▸ **Task description**:
The whole listing should be written out again exactly.
━━━━━ Given entries ━━━━━
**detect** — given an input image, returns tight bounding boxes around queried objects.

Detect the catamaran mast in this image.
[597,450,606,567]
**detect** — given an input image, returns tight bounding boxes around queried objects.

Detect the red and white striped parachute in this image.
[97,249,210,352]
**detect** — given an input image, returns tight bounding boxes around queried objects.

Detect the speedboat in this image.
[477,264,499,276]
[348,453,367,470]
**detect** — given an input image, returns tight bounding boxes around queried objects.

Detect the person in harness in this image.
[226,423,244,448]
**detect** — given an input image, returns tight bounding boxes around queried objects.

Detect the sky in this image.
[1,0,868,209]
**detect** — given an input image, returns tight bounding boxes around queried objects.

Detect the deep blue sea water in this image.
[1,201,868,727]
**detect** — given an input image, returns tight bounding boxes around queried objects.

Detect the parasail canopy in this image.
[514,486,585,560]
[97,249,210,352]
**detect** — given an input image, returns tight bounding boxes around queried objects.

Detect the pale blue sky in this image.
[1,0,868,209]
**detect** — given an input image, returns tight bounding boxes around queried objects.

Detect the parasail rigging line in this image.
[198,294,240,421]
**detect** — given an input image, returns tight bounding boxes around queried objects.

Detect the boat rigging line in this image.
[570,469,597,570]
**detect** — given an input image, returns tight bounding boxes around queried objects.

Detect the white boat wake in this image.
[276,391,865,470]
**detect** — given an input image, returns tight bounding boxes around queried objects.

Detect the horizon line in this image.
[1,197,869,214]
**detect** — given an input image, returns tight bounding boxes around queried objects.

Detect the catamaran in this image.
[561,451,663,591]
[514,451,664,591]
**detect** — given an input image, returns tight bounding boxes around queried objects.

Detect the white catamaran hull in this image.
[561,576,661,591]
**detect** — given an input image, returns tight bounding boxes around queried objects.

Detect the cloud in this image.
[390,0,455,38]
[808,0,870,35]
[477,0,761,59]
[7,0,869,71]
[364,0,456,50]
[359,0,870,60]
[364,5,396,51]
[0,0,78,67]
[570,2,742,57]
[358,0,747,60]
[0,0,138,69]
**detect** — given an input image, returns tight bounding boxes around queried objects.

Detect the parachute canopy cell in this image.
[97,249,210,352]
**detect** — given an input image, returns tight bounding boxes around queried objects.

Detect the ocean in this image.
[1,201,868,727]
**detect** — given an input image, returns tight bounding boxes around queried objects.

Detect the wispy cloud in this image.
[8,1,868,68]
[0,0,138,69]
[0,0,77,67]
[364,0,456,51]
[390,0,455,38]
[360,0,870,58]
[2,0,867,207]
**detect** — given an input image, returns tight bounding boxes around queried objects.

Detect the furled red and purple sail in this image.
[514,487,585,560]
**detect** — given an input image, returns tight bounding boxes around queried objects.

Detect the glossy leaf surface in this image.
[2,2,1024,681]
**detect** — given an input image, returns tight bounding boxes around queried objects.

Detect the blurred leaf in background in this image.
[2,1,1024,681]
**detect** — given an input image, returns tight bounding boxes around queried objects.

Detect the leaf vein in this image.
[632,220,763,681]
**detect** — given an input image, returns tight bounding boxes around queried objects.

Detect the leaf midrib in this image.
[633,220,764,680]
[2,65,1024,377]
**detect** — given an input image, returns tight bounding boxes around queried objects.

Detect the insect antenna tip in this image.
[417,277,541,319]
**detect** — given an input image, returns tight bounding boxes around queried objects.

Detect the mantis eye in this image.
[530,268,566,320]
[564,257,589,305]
━━━━━
▸ **Response**:
**detect** — given an input image, returns tight bounding boxes around queried objects.

Detect the catamaran mast in this image.
[597,450,606,567]
**detect** — given an input image, returns tight bounding boxes around queried objects.

Detect the red and white striped parachute in this image.
[97,249,210,352]
**detect** — given an input image, returns tight bounding boxes around queried objects.

Detect the speedboat in this image.
[477,264,499,276]
[348,453,367,470]
**detect** — given an input image, returns tight bounding boxes around queried objects.

Detect the person in harness in this image.
[226,423,244,448]
**detect** — given an input image, returns tight bounding boxes around queried objects.

Detect the sky in this image.
[1,0,868,209]
**detect** — given an input image, returns tight bounding boxes around queried objects.

Detect the deep blue sea water in this image.
[1,201,868,727]
**detect** — given an input image, returns tight bounding boxes around queried objects.

Detect the parasail canopy in this image.
[514,486,585,560]
[97,249,210,352]
**detect** — given an input image, returns tight bounding boxes around queried objects.

Detect the pale blue sky in this image.
[1,0,868,209]
**detect** — given an input image, returns tight bounding boxes around queried objects.

Detect the parasail rigging line in this image.
[198,294,240,421]
**detect** — given an input image, returns tight bounding boxes around queried objects.

Detect the boat rigging line in this image.
[570,469,597,570]
**detect** — given an input image, returns tight bounding boxes around queried objects.

Detect the white boat wake in this image.
[276,391,865,470]
**detect** — given an input image, returns tight bounding boxes around queried objects.

Detect the horizon line in this image.
[1,197,869,214]
**detect** — given an input image, returns tight bounding boxes around queried objects.

Detect the catamaran in this image.
[561,451,663,591]
[514,451,664,591]
**detect** — given an input image, returns tight bounding boxes around queried objects.

Detect the white catamaran hull in this image.
[561,576,661,591]
**detect** — given an input image, returns tight bounding boxes around queried objects.

Detect the cloud in this image.
[390,0,455,38]
[808,0,870,35]
[477,0,761,59]
[7,0,869,71]
[364,0,456,50]
[359,0,870,60]
[364,5,396,51]
[0,0,78,67]
[570,2,742,57]
[358,0,747,60]
[0,0,138,69]
**detect** — given an input image, returns tight bounding boxes around queried objects.

Detect the parachute canopy cell in this image.
[97,249,210,352]
**detect** — given an input image, returns tight bounding boxes around queried objects.

Detect the ocean in this image.
[1,201,868,727]
**detect** — given an input image, returns tight bounding boxes around queried objects.

Detect the wispy cloud in this image.
[8,1,868,68]
[0,0,138,69]
[0,0,77,67]
[364,0,456,51]
[390,0,455,38]
[360,0,870,58]
[2,0,867,207]
**detect** — given an input image, returns tight bounding boxes around queried objects.

Detect the furled red and purple sail in this image.
[514,487,585,560]
**detect** — given an input image, returns tight bounding boxes around queried objects.

Detect the glossy leaf surface in this image.
[2,2,1024,681]
**detect** — given an input image, returns tight bounding boxes around queried objects.

Detect the blurred leaf in background in this image.
[2,1,1024,681]
**detect** — given an input image, returns tight bounding boxes around queried objects.

Detect the leaf vein in this image.
[632,220,763,681]
**detect** — given an input image, returns tight bounding boxes around queried objects.

Detect the leaf midrib in this image.
[633,220,764,680]
[2,65,1024,377]
**detect** — given an input image, returns tight bounding boxes around queried objects.

Detect the insect antenna tip in this image.
[417,277,541,319]
**detect** — given an input image, returns tight bounding boxes around queried objects.

Detect the mantis eye in this image.
[530,268,566,320]
[564,257,589,305]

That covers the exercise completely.